## Task inputs
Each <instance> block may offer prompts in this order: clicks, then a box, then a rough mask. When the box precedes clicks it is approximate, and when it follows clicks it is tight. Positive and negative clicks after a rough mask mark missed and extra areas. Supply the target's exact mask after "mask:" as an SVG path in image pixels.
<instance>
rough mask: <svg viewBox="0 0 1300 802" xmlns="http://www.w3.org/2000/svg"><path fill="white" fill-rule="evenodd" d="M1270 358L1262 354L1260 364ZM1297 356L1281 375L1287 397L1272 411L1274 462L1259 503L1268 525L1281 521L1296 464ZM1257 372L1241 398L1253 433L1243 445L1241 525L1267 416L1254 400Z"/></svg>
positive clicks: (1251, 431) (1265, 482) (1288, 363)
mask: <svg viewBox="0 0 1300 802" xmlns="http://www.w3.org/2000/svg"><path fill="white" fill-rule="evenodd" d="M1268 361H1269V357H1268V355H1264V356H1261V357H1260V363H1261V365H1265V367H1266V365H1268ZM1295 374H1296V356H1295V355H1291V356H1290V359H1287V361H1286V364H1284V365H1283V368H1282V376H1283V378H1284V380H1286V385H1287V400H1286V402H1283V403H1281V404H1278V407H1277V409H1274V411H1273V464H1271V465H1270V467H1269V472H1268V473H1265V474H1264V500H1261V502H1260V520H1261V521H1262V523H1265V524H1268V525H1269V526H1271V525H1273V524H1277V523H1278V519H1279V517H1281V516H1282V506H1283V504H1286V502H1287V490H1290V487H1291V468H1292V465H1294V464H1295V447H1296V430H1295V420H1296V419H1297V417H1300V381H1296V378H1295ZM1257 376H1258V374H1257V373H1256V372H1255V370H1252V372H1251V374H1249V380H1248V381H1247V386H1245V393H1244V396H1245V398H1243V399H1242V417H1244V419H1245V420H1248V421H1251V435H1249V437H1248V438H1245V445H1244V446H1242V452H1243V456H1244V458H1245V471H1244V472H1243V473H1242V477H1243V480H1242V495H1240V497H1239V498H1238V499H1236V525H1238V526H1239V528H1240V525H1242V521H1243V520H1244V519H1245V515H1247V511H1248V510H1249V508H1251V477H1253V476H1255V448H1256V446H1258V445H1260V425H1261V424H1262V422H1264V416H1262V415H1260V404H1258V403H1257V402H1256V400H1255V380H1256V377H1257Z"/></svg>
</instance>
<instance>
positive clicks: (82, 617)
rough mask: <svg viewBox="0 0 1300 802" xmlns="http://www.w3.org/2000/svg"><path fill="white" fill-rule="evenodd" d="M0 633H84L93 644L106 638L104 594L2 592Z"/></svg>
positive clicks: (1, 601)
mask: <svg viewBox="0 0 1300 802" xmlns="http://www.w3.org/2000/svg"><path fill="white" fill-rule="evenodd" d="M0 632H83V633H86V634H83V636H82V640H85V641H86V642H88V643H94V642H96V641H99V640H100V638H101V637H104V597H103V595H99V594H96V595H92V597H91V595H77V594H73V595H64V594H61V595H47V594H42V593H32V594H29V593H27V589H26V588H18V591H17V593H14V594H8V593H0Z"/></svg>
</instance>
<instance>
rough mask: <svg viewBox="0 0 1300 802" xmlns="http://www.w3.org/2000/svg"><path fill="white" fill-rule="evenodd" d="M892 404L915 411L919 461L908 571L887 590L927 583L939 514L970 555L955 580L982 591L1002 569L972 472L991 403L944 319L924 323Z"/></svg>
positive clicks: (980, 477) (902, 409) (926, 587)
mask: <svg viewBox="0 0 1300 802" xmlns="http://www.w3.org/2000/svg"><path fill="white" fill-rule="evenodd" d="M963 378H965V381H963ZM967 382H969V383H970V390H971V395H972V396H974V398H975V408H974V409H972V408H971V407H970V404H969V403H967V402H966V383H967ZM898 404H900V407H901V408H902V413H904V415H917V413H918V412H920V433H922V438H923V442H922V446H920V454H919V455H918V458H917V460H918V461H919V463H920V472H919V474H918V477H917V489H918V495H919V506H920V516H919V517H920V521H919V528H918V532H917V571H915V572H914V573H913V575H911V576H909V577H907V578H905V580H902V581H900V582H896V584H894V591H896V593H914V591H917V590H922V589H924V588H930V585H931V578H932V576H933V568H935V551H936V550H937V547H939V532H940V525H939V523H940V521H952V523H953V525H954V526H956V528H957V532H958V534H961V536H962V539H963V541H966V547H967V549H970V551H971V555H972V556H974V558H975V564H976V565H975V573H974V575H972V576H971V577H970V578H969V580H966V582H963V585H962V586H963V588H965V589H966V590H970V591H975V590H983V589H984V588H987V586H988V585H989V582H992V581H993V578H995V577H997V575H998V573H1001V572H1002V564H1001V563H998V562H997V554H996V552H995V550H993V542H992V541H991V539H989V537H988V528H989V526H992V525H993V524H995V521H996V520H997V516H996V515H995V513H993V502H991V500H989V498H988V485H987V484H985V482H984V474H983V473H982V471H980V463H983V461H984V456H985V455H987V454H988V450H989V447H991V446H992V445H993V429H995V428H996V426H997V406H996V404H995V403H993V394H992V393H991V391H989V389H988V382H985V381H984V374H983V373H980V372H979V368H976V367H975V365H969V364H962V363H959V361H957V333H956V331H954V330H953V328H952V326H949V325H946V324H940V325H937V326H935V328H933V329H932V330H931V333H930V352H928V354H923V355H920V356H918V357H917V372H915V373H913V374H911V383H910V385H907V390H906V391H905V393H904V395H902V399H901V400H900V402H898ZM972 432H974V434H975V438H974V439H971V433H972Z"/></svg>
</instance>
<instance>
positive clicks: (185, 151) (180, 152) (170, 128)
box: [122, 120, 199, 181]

## Task statement
Can you reproduce all the entries above, substituting "coarse mask" for every "rough mask" and leaving everything else unchanged?

## Task output
Each <instance> block may offer prompts in this order: clicks, then a box, then a coarse mask. When the box precedes clicks it is approximate, and when it follows clicks it is tight. Positive and negative clicks after a coarse mask mark missed and extra areas. Supply the target's exact mask after "mask:" as an SVG path in image pixels.
<instance>
coarse mask: <svg viewBox="0 0 1300 802" xmlns="http://www.w3.org/2000/svg"><path fill="white" fill-rule="evenodd" d="M1270 358L1262 354L1260 364ZM1297 356L1281 375L1287 397L1272 411L1274 462L1259 503L1268 525L1281 521L1296 464ZM1257 372L1241 398L1253 433L1243 445L1241 525L1267 416L1254 400Z"/></svg>
positive clicks: (1251, 431) (1265, 482) (1288, 363)
mask: <svg viewBox="0 0 1300 802" xmlns="http://www.w3.org/2000/svg"><path fill="white" fill-rule="evenodd" d="M1268 361H1269V357H1268V355H1264V356H1261V357H1260V363H1261V365H1265V367H1266V365H1268ZM1295 374H1296V356H1295V355H1291V356H1290V359H1287V361H1286V364H1284V365H1283V368H1282V376H1283V378H1284V380H1286V385H1287V400H1286V402H1283V403H1281V404H1278V407H1277V409H1274V411H1273V464H1271V465H1270V467H1269V472H1268V473H1265V474H1264V500H1261V502H1260V520H1261V521H1262V523H1265V524H1268V525H1269V526H1271V525H1273V524H1277V523H1278V519H1279V517H1281V516H1282V506H1283V504H1286V502H1287V490H1290V487H1291V468H1292V465H1294V464H1295V447H1296V430H1295V420H1296V419H1297V417H1300V381H1296V378H1295ZM1257 376H1258V374H1257V373H1256V372H1255V370H1252V372H1251V374H1249V380H1248V381H1247V386H1245V393H1244V396H1245V398H1243V399H1242V417H1244V419H1245V420H1248V421H1251V435H1249V437H1248V438H1245V445H1244V446H1242V452H1243V456H1244V458H1245V471H1244V472H1243V473H1242V477H1243V480H1242V495H1240V497H1239V498H1238V499H1236V525H1238V526H1239V528H1240V525H1242V521H1243V520H1244V519H1245V515H1247V511H1248V510H1249V508H1251V477H1253V476H1255V448H1256V446H1258V445H1260V425H1261V424H1262V422H1264V416H1262V415H1260V404H1258V403H1257V402H1256V400H1255V380H1256V377H1257Z"/></svg>
</instance>
<instance>
positive clicks: (82, 617)
coarse mask: <svg viewBox="0 0 1300 802" xmlns="http://www.w3.org/2000/svg"><path fill="white" fill-rule="evenodd" d="M0 633H84L93 644L106 638L104 594L2 592Z"/></svg>
positive clicks: (1, 601)
mask: <svg viewBox="0 0 1300 802" xmlns="http://www.w3.org/2000/svg"><path fill="white" fill-rule="evenodd" d="M0 632H83V633H86V634H83V636H82V640H85V641H86V642H88V643H94V642H96V641H99V640H100V638H101V637H104V597H103V595H99V594H96V595H92V597H91V595H77V594H73V595H64V594H61V595H47V594H42V593H32V594H29V593H27V589H26V588H18V591H17V593H14V594H8V593H0Z"/></svg>
</instance>
<instance>
coarse mask: <svg viewBox="0 0 1300 802" xmlns="http://www.w3.org/2000/svg"><path fill="white" fill-rule="evenodd" d="M892 404L915 411L919 461L908 571L887 590L927 583L939 514L970 555L955 580L982 591L1002 569L972 472L991 403L944 319L924 323Z"/></svg>
positive clicks: (980, 477) (902, 409) (926, 587)
mask: <svg viewBox="0 0 1300 802" xmlns="http://www.w3.org/2000/svg"><path fill="white" fill-rule="evenodd" d="M963 378H965V381H963ZM967 382H969V383H970V390H971V395H972V396H974V398H975V408H974V409H972V408H971V407H970V404H969V403H967V402H966V383H967ZM898 404H900V407H901V408H902V413H904V415H917V413H918V412H920V433H922V438H923V442H922V446H920V454H919V455H918V458H917V460H918V461H919V463H920V472H919V474H918V477H917V489H918V495H919V506H920V516H919V517H920V521H919V528H918V532H917V571H915V572H914V573H913V575H911V576H909V577H907V578H905V580H902V581H900V582H896V584H894V591H896V593H914V591H917V590H922V589H924V588H930V585H931V578H932V576H933V568H935V551H936V550H937V547H939V532H940V525H939V523H940V521H952V523H953V525H954V526H956V528H957V532H958V534H961V536H962V539H963V541H966V547H967V549H970V551H971V555H972V556H974V558H975V564H976V565H975V573H974V575H972V576H971V577H970V578H969V580H966V582H963V585H962V586H963V588H965V589H966V590H970V591H975V590H983V589H984V588H987V586H988V585H989V582H992V581H993V578H995V577H997V575H998V573H1001V572H1002V564H1001V563H998V562H997V554H996V552H995V550H993V542H992V541H991V539H989V537H988V528H989V526H992V525H993V524H995V521H996V520H997V516H996V515H995V513H993V502H991V500H989V498H988V485H987V484H985V482H984V474H983V473H982V471H980V463H983V461H984V456H985V455H987V454H988V450H989V447H991V446H992V445H993V429H995V428H996V426H997V406H996V404H995V403H993V394H992V393H991V391H989V389H988V382H985V381H984V374H983V373H980V372H979V368H976V367H975V365H969V364H962V363H959V361H957V333H956V331H954V330H953V328H952V326H949V325H946V324H940V325H937V326H935V328H933V329H932V330H931V333H930V352H928V354H923V355H920V356H918V357H917V372H915V373H913V374H911V383H910V385H907V390H906V391H905V393H904V395H902V399H901V400H900V402H898ZM972 432H974V434H975V438H974V439H971V433H972Z"/></svg>
</instance>
<instance>
positive clicks: (185, 151) (180, 152) (170, 128)
box: [122, 120, 199, 181]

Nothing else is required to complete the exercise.